[Instructions to follow]
Which lines in the data below contain the word "wing"? List each of them in full.

────────────────

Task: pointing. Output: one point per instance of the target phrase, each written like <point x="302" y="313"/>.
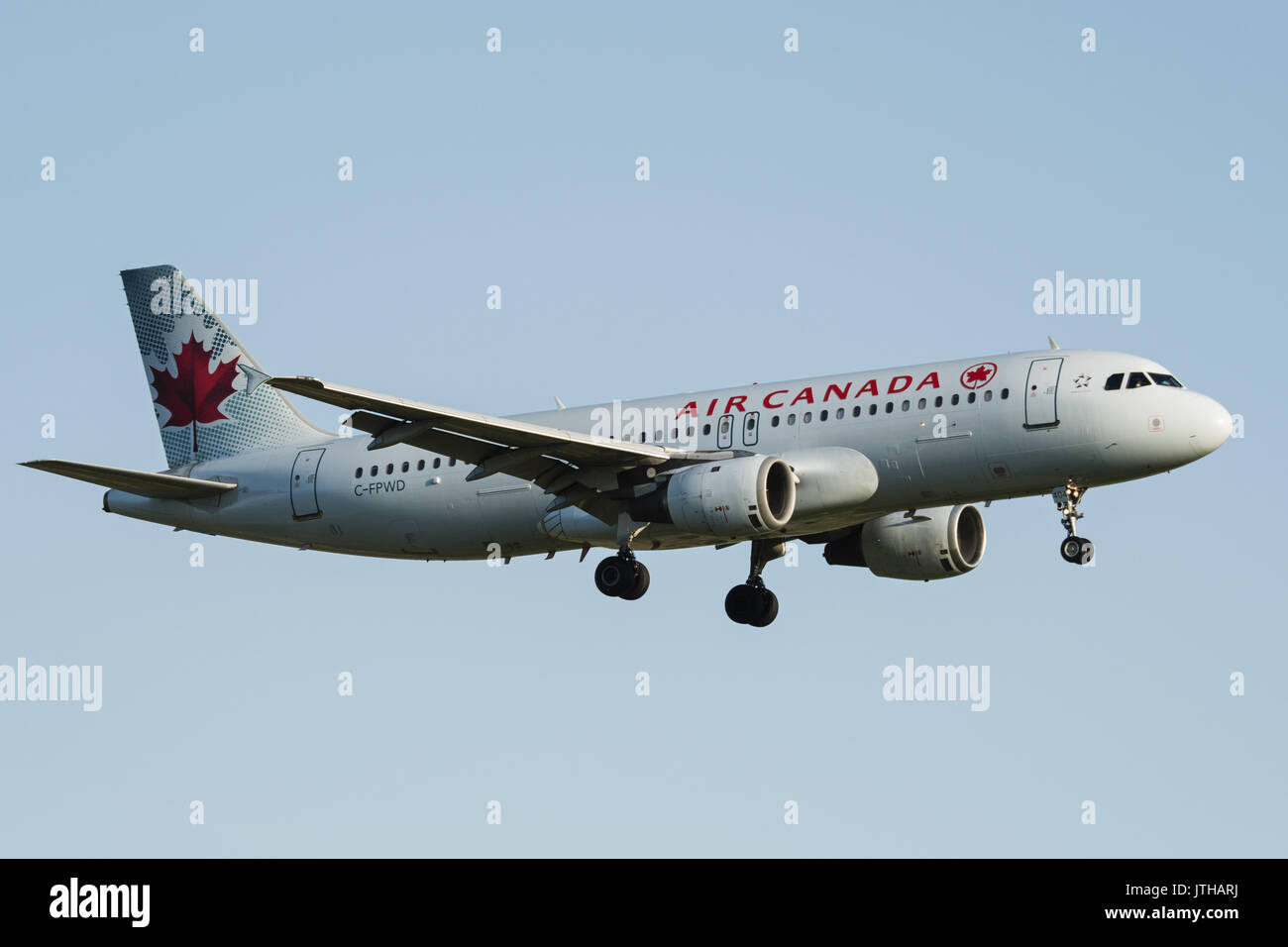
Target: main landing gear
<point x="751" y="603"/>
<point x="1073" y="548"/>
<point x="622" y="577"/>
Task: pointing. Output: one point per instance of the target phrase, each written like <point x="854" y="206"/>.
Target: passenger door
<point x="304" y="483"/>
<point x="1039" y="393"/>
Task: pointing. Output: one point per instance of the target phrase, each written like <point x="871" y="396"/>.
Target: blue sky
<point x="767" y="169"/>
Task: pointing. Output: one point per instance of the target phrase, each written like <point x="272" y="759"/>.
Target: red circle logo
<point x="979" y="375"/>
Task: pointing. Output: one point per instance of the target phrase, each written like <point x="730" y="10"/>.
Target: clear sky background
<point x="768" y="169"/>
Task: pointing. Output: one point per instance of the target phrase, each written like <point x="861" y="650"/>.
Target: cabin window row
<point x="403" y="468"/>
<point x="922" y="403"/>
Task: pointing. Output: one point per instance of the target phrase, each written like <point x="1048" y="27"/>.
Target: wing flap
<point x="468" y="436"/>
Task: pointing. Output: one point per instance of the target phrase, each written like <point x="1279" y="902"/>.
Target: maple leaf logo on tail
<point x="979" y="375"/>
<point x="194" y="393"/>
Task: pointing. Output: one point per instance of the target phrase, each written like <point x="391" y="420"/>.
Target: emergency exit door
<point x="304" y="483"/>
<point x="724" y="432"/>
<point x="1039" y="393"/>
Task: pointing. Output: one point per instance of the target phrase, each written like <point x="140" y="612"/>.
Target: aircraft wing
<point x="159" y="486"/>
<point x="552" y="458"/>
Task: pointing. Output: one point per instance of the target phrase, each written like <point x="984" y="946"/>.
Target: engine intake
<point x="932" y="544"/>
<point x="745" y="496"/>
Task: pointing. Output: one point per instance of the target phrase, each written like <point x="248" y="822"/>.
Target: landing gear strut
<point x="622" y="577"/>
<point x="751" y="603"/>
<point x="1073" y="548"/>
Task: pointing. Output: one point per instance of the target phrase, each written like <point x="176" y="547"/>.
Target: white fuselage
<point x="1033" y="423"/>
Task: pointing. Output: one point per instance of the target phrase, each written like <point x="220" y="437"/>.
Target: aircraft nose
<point x="1210" y="427"/>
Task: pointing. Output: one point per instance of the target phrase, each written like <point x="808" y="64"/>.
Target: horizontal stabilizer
<point x="158" y="486"/>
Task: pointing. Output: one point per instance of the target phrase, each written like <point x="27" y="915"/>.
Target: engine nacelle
<point x="932" y="544"/>
<point x="745" y="496"/>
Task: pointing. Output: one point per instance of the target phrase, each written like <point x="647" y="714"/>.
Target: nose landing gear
<point x="1073" y="548"/>
<point x="751" y="603"/>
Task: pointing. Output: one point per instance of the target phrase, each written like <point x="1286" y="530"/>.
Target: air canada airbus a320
<point x="881" y="467"/>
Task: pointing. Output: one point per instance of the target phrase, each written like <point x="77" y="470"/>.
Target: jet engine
<point x="931" y="544"/>
<point x="739" y="497"/>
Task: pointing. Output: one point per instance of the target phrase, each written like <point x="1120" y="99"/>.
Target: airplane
<point x="881" y="468"/>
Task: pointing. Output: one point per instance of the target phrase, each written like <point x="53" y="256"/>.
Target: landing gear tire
<point x="640" y="585"/>
<point x="613" y="577"/>
<point x="751" y="604"/>
<point x="619" y="578"/>
<point x="1077" y="549"/>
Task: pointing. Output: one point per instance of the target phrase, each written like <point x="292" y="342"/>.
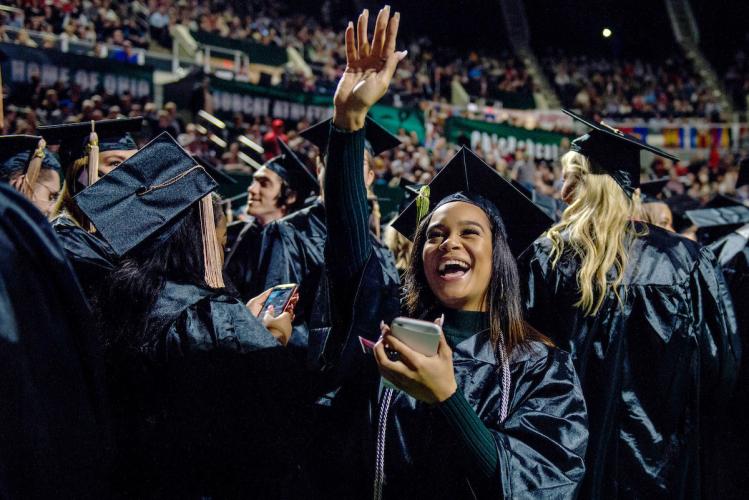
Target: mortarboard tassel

────────────────

[Result of the exercise]
Target: wing flap
Target: aircraft wing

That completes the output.